▶ _TASK PROMPT_: In the passage on immigration detention below, what did staff members deploy against immigrant detainees at Bristol during the dispute over coronavirus testing?

▶ _GIVEN PASSAGE_:

-- -- --

President Biden has pledged to end for-profit immigration detention and reverse President Donald Trump’s push to detain as many immigrants as possible. He warned Congress last week that it is “long past time” for lawmakers to pass a bill that would allow millions of undocumented immigrants to apply for U.S. citizenship.

And his changes are having measurable impacts: Immigration arrests in the interior of the United States have plunged by more than half, records show. Jails that were holding more than 50,000 detainees a day under Trump are detaining approximately 20,000.

Advocates for immigrants and Democratic lawmakers cheered the DHS announcement. Silky Shah, executive director of Detention Watch Network, an advocacy group, called the closings “an important win for the immigrant rights movement.”

“Immigrant lives are in jeopardy anytime they are in ICE custody, and we will continue to press the Biden administration to cut detention contracts, release people from ICE custody, and shut down detention centers for good,” she said in a statement.

The Bristol County Sheriff’s Office came under state and federal investigation a year ago when staff members deployed pepper balls, a stun grenade and canines against immigrant detainees amid a dispute over coronavirus testing. Irwin is facing federal investigations after a former nurse filed a whistleblower complaint alleging that women held at the facility were subjected to unwanted gynecological procedures, including hysterectomies.

Mayorkas said in the memo that the Bristol facility southeast of Boston “is of minimal operational significance to the agency” and there is “ample evidence” that conditions there are “unacceptable.”

Massachusetts Attorney General Maura Healey (D) faulted Hodgson and his staff for a May 1, 2020, incident at the jail, and urged DHS to terminate its agreements with Bristol. She said some detainees who had refused to submit to coronavirus testing and isolation, threw plastic chairs at staff members, smashed walls and attempted to barricade the unit with tables, trash bins and appliances.

Healey said she did not condone the detainees’ behavior, but she said the sheriff’s office used “disproportionate” force on detainees after the disturbance had largely subsided. Three detainees had to be taken to the hospital and a fourth had to be revived by chest compressions, but she said he was not taken to the emergency room.

Hogdson has disputed the attorney general’s findings and said the DHS inspector general’s office is investigating.

Bristol also faced a class-action lawsuit last year alleging unsafe conditions during the pandemic. U.S. District Judge William Young, a Ronald Reagan nominee, barred Bristol from accepting new detainees and released dozens. But he also ruled in May 2020 that the jail’s staff had “admirably” taken steps to protect detainees from the coronavirus.

-- -- --

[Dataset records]
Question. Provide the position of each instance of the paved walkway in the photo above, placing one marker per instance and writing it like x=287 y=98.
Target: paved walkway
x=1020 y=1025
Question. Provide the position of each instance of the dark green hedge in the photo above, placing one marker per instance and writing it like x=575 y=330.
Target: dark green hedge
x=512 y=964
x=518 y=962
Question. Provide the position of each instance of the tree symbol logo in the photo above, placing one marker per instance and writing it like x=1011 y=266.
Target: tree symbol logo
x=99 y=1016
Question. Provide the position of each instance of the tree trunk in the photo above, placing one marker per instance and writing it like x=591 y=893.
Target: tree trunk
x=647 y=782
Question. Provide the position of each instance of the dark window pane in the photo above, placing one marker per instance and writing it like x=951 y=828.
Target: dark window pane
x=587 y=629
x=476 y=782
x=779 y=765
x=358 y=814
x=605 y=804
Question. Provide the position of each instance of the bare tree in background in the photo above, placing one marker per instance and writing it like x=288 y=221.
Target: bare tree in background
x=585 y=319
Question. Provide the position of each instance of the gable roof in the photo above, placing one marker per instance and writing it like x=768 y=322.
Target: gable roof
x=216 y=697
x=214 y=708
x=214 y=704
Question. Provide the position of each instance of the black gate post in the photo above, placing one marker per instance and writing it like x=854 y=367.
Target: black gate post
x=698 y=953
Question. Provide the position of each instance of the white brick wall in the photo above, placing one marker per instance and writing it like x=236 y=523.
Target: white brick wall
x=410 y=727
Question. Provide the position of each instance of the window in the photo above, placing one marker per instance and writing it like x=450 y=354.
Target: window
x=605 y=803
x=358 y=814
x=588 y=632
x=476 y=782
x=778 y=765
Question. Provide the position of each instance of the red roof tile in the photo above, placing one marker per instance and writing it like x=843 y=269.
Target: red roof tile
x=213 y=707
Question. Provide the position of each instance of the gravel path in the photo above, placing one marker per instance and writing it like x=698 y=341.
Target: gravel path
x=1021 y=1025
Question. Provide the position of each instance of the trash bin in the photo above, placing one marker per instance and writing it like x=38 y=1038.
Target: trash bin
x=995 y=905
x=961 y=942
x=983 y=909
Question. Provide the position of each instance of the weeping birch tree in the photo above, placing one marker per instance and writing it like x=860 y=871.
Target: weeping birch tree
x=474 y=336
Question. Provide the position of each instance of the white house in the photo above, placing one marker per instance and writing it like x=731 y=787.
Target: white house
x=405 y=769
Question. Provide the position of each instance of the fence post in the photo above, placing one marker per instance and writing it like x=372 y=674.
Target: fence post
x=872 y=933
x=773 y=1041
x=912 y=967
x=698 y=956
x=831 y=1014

-- -- --

▶ _EXPECTED ANSWER_:
- Pepper balls
- A stun grenade
- Canines